An exact copy of the entries below is required, with all pictures removed.
*** Opening of SOURCE INFORMATION ***
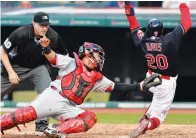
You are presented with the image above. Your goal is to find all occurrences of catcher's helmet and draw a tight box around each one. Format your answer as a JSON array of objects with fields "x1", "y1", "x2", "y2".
[
  {"x1": 146, "y1": 18, "x2": 163, "y2": 37},
  {"x1": 78, "y1": 42, "x2": 105, "y2": 71}
]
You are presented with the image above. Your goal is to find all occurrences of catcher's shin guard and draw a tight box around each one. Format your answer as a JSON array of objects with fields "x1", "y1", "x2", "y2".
[
  {"x1": 56, "y1": 110, "x2": 97, "y2": 134},
  {"x1": 1, "y1": 106, "x2": 37, "y2": 133}
]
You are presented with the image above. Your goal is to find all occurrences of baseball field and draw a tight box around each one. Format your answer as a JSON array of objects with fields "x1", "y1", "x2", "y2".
[{"x1": 1, "y1": 108, "x2": 196, "y2": 138}]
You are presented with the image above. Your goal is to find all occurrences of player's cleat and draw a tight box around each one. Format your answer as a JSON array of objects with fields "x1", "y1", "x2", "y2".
[
  {"x1": 35, "y1": 120, "x2": 48, "y2": 132},
  {"x1": 44, "y1": 127, "x2": 67, "y2": 138},
  {"x1": 138, "y1": 115, "x2": 148, "y2": 123},
  {"x1": 130, "y1": 119, "x2": 149, "y2": 138}
]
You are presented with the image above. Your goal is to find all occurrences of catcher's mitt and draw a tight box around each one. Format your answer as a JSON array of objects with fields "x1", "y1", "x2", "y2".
[{"x1": 142, "y1": 74, "x2": 162, "y2": 93}]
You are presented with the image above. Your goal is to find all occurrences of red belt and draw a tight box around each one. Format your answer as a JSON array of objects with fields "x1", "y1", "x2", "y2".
[
  {"x1": 148, "y1": 70, "x2": 170, "y2": 80},
  {"x1": 51, "y1": 85, "x2": 57, "y2": 91}
]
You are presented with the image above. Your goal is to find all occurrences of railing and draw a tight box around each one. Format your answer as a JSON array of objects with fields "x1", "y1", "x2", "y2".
[{"x1": 1, "y1": 101, "x2": 196, "y2": 109}]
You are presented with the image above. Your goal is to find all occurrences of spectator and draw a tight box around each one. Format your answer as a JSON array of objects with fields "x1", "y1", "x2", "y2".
[
  {"x1": 139, "y1": 1, "x2": 162, "y2": 7},
  {"x1": 20, "y1": 1, "x2": 32, "y2": 8},
  {"x1": 107, "y1": 1, "x2": 137, "y2": 8},
  {"x1": 162, "y1": 1, "x2": 196, "y2": 8}
]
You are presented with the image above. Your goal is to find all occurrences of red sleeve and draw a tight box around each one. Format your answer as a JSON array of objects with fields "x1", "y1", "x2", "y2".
[
  {"x1": 125, "y1": 3, "x2": 140, "y2": 31},
  {"x1": 105, "y1": 84, "x2": 114, "y2": 92},
  {"x1": 49, "y1": 54, "x2": 57, "y2": 65},
  {"x1": 179, "y1": 3, "x2": 192, "y2": 33}
]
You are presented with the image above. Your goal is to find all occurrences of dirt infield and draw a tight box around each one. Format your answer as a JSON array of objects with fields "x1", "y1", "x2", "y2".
[
  {"x1": 2, "y1": 124, "x2": 196, "y2": 138},
  {"x1": 1, "y1": 108, "x2": 196, "y2": 138}
]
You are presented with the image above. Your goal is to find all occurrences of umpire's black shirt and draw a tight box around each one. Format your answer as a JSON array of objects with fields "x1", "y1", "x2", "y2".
[{"x1": 1, "y1": 24, "x2": 68, "y2": 69}]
*** Close of SOURCE INFORMATION ***
TASK SOLUTION →
You are presented with the image above. Your goal is to find all occurrences of catcher's helmet and draw a tight box around each one. Format your answer as a JSON array of objects with fields "x1", "y1", "x2", "y2".
[
  {"x1": 146, "y1": 18, "x2": 163, "y2": 37},
  {"x1": 78, "y1": 42, "x2": 105, "y2": 71}
]
You are presented with the image above. Your goal is to find all occurrences of catcher's shin guard and draw a tight box around each one. Format your answer as a JSON array of objects with fields "x1", "y1", "x2", "y2".
[
  {"x1": 56, "y1": 110, "x2": 97, "y2": 134},
  {"x1": 1, "y1": 106, "x2": 37, "y2": 133}
]
You are presented with the image above. Your goal is to find all occurrences of baseball field and draw a tight box around each one. Format your answer as a JSON array of objects with fields "x1", "y1", "x2", "y2".
[{"x1": 1, "y1": 108, "x2": 196, "y2": 138}]
You are presented with the image above. Your goal is to find all occurrences of player's cleat and draw a tight box around each one. Format your answer as a JSON array of objects with fields "x1", "y1", "x2", "y2".
[
  {"x1": 35, "y1": 120, "x2": 48, "y2": 132},
  {"x1": 44, "y1": 127, "x2": 67, "y2": 138},
  {"x1": 138, "y1": 115, "x2": 148, "y2": 123},
  {"x1": 130, "y1": 119, "x2": 149, "y2": 138}
]
You are presented with the image above. Your goal is to find all occurrences of catcher's mitt and draw a tight box around each one. Format your answer as a JSON array of objects with fields "x1", "y1", "x2", "y2".
[{"x1": 142, "y1": 74, "x2": 162, "y2": 93}]
You are presented with the image above. Your goal is to find all occurrences of red belt and draw a tight box around each one. Format your answer as a JSON array of objects with fields "x1", "y1", "x2", "y2".
[
  {"x1": 148, "y1": 70, "x2": 170, "y2": 80},
  {"x1": 51, "y1": 85, "x2": 57, "y2": 91}
]
You are presented with the image above. Your goal is to find all occurrences of railing and draw a tight box around each one. Format your answer as a JSON array of objects with fields "x1", "y1", "x2", "y2".
[{"x1": 1, "y1": 101, "x2": 196, "y2": 109}]
You are presented with the image above. Your goal is to find all occurrences of spectator and draw a tight box around each one. Format your answer as a JSON array of objects with fields "x1", "y1", "x2", "y2".
[
  {"x1": 139, "y1": 1, "x2": 162, "y2": 7},
  {"x1": 20, "y1": 1, "x2": 32, "y2": 8},
  {"x1": 107, "y1": 1, "x2": 137, "y2": 8},
  {"x1": 162, "y1": 1, "x2": 196, "y2": 8}
]
You are presented with the image above. Your goal is to find all occurrences of red sleeve and draw a tight box around each one. Format your answer as a JSON array of objects with fields "x1", "y1", "x2", "y2".
[
  {"x1": 125, "y1": 3, "x2": 140, "y2": 31},
  {"x1": 105, "y1": 84, "x2": 114, "y2": 92},
  {"x1": 49, "y1": 54, "x2": 57, "y2": 65},
  {"x1": 179, "y1": 3, "x2": 192, "y2": 33}
]
You are presented with the image above. Your goal is to find all occurrences of dirt infield and draw a tight box around each one. Format your answer as a JSON array of objects with fields "x1", "y1", "x2", "y2".
[
  {"x1": 2, "y1": 124, "x2": 196, "y2": 138},
  {"x1": 1, "y1": 108, "x2": 196, "y2": 138}
]
You are presented with the image above. Your goal is to find all occurrences of umpire's black shirt and draw a tight box around each one. Format your answer as a JSON array of objects with fields "x1", "y1", "x2", "y2".
[{"x1": 1, "y1": 24, "x2": 68, "y2": 69}]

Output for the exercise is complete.